• What to do:
Copy out every line below that contains the word "helmet". A match counts only if its capitalization is the same.

• Records to use:
_ _ _

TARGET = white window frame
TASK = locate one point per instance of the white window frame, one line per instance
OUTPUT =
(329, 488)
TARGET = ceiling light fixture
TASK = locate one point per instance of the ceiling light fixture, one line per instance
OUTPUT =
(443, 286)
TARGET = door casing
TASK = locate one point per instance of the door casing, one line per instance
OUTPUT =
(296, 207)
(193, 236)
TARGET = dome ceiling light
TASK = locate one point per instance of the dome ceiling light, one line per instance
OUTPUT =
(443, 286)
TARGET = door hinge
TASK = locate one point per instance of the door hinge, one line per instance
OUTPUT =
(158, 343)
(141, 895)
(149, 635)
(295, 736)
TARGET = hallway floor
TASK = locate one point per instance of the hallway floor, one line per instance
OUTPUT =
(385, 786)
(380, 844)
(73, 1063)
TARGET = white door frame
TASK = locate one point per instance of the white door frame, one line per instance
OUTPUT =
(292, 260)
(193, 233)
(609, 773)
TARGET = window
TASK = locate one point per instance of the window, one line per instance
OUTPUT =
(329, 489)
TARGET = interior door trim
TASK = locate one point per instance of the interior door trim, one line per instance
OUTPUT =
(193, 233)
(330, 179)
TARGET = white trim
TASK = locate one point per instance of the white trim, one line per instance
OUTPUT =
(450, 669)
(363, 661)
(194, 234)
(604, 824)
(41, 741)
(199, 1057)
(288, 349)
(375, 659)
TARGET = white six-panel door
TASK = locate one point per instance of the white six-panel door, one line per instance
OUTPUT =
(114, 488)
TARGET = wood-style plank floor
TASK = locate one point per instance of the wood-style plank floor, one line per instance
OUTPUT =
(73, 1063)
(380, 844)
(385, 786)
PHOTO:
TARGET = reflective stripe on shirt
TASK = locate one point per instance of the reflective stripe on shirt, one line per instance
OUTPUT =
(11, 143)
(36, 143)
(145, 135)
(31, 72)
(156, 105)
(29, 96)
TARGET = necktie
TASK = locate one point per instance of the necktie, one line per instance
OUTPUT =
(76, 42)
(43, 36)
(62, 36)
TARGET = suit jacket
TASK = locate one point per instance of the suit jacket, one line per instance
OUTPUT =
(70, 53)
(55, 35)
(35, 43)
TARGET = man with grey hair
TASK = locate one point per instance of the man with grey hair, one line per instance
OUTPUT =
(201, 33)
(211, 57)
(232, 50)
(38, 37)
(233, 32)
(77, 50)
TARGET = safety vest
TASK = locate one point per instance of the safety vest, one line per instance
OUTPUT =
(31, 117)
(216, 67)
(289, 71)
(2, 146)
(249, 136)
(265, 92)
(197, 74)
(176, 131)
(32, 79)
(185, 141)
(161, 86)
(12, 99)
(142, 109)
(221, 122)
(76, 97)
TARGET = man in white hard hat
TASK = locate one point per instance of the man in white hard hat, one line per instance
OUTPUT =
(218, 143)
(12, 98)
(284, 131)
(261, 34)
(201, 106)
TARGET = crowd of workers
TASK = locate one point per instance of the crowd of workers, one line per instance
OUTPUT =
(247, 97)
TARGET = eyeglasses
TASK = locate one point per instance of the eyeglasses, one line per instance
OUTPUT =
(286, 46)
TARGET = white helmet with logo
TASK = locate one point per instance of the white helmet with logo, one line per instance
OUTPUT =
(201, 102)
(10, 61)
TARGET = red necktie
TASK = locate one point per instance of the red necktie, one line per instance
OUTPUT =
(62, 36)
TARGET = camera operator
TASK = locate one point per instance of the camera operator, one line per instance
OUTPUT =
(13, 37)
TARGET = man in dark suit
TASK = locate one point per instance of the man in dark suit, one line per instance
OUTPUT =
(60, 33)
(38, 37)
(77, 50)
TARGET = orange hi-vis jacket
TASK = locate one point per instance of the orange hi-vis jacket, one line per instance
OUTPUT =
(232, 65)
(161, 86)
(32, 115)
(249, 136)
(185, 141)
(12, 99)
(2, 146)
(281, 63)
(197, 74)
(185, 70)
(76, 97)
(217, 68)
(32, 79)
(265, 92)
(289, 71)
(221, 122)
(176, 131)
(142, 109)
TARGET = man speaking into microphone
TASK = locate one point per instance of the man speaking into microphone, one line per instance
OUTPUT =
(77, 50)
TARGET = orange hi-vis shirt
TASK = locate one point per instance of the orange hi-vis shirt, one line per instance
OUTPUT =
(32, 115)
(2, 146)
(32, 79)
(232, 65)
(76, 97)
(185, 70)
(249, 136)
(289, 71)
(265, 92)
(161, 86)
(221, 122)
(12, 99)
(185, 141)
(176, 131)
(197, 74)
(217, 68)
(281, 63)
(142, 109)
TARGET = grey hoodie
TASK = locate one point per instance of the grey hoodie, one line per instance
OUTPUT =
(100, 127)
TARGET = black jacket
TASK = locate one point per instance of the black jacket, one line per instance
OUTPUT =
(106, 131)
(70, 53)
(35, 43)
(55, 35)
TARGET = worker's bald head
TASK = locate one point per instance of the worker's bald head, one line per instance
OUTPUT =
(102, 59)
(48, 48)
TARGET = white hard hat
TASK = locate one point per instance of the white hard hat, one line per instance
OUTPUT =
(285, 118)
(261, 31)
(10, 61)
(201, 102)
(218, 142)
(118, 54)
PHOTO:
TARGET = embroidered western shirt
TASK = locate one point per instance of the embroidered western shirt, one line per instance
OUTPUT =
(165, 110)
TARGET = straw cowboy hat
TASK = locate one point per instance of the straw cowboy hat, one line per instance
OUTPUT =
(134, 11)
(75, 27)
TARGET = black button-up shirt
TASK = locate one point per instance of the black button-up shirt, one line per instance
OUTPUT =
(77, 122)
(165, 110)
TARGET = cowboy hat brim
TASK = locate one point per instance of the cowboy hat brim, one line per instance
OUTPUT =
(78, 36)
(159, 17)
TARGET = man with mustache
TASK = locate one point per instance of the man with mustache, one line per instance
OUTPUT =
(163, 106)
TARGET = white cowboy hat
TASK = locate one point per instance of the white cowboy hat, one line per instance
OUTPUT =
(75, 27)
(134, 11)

_ _ _

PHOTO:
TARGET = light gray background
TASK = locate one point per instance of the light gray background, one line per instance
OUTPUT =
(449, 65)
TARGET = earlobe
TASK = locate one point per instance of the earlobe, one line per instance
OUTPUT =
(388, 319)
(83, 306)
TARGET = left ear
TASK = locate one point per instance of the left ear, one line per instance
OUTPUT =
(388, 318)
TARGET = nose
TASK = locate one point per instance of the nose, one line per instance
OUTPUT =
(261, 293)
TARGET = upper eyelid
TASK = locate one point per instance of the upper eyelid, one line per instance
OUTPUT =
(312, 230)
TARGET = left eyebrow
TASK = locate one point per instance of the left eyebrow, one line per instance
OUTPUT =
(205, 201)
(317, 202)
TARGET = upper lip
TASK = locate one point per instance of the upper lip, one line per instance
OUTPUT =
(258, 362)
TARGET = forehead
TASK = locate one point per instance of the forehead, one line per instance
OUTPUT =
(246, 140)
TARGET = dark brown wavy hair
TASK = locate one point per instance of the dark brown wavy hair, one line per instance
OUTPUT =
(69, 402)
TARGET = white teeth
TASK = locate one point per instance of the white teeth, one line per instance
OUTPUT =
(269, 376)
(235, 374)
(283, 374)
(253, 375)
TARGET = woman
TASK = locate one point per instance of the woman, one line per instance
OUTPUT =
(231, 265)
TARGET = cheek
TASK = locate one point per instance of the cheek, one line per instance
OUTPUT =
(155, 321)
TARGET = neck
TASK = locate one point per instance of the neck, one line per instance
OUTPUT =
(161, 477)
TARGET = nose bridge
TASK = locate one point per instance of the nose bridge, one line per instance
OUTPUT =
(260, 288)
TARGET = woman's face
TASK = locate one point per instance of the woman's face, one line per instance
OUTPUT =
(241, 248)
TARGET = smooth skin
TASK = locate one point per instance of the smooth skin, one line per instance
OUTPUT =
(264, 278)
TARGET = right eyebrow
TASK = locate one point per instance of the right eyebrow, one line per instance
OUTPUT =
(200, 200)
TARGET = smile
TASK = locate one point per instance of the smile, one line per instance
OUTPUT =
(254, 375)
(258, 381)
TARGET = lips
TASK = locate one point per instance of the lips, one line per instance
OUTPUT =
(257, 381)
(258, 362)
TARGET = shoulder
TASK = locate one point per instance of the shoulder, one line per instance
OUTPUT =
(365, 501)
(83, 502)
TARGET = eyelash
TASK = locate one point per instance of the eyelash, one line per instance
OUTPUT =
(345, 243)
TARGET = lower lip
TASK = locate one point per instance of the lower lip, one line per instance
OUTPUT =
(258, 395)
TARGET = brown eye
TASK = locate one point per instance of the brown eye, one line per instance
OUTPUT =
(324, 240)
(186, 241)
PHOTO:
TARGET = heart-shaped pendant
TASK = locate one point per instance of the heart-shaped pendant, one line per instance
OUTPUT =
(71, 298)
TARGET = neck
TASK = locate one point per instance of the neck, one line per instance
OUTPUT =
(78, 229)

_ _ _

• Output below:
TARGET = white helmet with logo
TASK = locate one point per instance of the white helmet with logo, one line per instance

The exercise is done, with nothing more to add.